══ Trecho de origem ══

Matéria de Outras Palavras

10.07.13
O papel central da REFORMA POLÍTICA. Entrevista com Boaventura de Sousa Santos
Outras Palavras
Adital
Para Boaventura de Sousa Santos, o sistema institucional bloqueia mudanças e rejeita
novas formas de democracia. Por isso mesmo, é preciso lutar por elas. Na DW
Os protestos no Brasil perderam intensidade, mas, se o governo não der uma
resposta rápida às reivindicações do povo, podem voltar ainda mais fortes – e de
forma incontrolável. O alerta é do português Boaventura de Sousa Santos, doutor em
sociologia pela Universidade de Yale (EUA) e diretor do Centro de Estudos Sociais da
Universidade de Coimbra (Portugal).
Autor de estudos sobre emancipação social, direitos coletivos e democracia
participativa, ele vê a onda de indignação que tomou as ruas do país como fruto das
mudanças vividas pela sociedade brasileira nas últimas décadas. A classe média, afirma,
cresceu e com ela as demandas dos cidadãos por melhores serviços públicos ganharam
força.

═══
══ Itens extraídos ══

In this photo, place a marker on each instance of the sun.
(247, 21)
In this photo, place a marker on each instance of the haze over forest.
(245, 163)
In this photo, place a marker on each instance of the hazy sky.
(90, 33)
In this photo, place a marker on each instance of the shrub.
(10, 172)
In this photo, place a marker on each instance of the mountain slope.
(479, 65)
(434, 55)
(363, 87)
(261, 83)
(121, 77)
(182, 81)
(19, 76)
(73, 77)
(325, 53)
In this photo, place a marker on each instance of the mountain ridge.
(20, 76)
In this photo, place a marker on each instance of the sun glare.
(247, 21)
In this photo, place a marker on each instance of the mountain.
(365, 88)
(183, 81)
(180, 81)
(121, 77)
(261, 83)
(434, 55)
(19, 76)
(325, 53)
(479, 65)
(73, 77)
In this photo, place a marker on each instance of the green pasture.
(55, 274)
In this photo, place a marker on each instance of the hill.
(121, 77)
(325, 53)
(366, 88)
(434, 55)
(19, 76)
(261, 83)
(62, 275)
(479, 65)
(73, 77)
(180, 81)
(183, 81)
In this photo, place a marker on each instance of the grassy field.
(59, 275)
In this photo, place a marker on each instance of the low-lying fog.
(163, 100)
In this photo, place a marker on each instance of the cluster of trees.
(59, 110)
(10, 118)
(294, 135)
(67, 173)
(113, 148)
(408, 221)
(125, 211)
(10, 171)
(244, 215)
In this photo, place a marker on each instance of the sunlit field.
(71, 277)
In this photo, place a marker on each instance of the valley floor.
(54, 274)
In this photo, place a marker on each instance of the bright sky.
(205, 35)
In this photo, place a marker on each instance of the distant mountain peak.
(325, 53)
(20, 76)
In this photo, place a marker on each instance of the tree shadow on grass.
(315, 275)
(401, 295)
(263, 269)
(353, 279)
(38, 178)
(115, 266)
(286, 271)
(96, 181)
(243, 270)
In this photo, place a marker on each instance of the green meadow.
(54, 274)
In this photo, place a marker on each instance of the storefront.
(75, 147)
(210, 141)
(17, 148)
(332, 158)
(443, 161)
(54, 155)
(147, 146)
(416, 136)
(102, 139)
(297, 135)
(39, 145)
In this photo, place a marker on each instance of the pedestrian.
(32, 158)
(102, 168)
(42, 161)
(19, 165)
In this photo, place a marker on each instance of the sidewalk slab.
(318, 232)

═══
══ Itens extraídos ══

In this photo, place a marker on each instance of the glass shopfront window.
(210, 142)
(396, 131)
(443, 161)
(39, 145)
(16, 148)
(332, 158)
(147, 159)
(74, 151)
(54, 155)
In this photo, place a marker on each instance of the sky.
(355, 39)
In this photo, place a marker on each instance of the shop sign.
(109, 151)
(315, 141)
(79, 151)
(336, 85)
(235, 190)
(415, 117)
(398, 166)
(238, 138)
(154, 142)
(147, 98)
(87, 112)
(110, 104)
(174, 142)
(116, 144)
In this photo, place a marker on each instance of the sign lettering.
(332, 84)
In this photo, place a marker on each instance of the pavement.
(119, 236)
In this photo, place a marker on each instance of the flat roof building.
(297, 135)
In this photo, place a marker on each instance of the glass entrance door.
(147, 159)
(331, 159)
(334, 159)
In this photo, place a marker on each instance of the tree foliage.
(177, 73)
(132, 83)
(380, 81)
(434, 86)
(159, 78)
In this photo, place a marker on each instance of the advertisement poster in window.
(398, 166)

═══
══ Itens extraídos ══

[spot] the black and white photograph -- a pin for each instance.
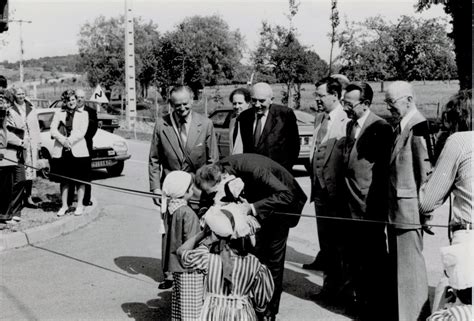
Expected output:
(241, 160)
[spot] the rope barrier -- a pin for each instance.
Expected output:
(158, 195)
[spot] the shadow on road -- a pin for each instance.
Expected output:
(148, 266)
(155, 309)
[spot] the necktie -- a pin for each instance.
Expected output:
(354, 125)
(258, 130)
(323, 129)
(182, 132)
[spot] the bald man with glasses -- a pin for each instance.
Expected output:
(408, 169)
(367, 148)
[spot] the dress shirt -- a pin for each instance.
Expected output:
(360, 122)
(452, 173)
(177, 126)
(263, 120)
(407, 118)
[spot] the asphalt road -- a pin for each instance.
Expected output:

═══

*Tarefas propostas*.
1. Reescreva de forma mais concisa o parágrafo da matéria sobre os protestos no Brasil que começa com "Autor de estudos sobre emancipação social", preservando seus fatos principais.
2. Resuma em duas frases a matéria sobre os protestos no Brasil.
3. Continue a matéria sobre os protestos no Brasil a partir do ponto em que ela termina.
Os itens provêm de uma fonte distinta da matéria sobre os protestos no Brasil.

*Respostas do exercício*.
1. Boaventura de Sousa Santos estuda emancipação social, direitos coletivos e democracia participativa. Ele atribui a onda de indignação nas ruas às mudanças da sociedade brasileira nas últimas décadas: com o crescimento da classe média, as demandas por melhores serviços públicos ganharam força.

2. Segundo o sociólogo português Boaventura de Sousa Santos, diretor do Centro de Estudos Sociais da Universidade de Coimbra, os protestos no Brasil perderam intensidade, mas podem voltar mais fortes e de forma incontrolável se o governo não responder rapidamente às reivindicações do povo. Ele vê a indignação como fruto das mudanças das últimas décadas, em que o crescimento da classe média fortaleceu as demandas por melhores serviços públicos.

3.
Para Boaventura, o Congresso está "divorciado das prioridades dos cidadãos” e,
por isso, uma reforma política se faz necessária. "Há medidas de emergência que
têm de ser tomadas, mas nada disso é possível se não houver uma reforma política
profunda. Neste momento todo o sistema político tende a perverter e a inverter as suas
prioridades”, afirma em entrevista à DW Brasil.

Como o senhor avalia a onda de protestos?
As manifestações foram uma surpresa tanto no plano interno como no plano
internacional. Tudo levava a crer que tudo no Brasil estava indo bem. Internamente,
os próprios partidos, especialmente o do governo, foram apanhados de surpresa. O
que foi surpresa foi o motivo para que a explosão ocorresse. Havia um mal-estar, e ele
resulta do êxito das políticas que foram instituídas no Brasil a partir de 2003 [quando
Lula assumiu o poder] e que fizeram com que 40 milhões de pessoas entrassem para a
classe média.
Elas criaram expectativas não só no que diz respeito à sua vida, mas também ao modo
como se posicionam na sociedade, ao modo como usam os serviços públicos. E esses
40 milhões começaram a ver que, nos últimos tempos, pelo menos, havia uma certa
estagnação dessas políticas. Os serviços públicos não acompanharam as transformações
sociais.

A chamada "classe C” ficou mais exigente?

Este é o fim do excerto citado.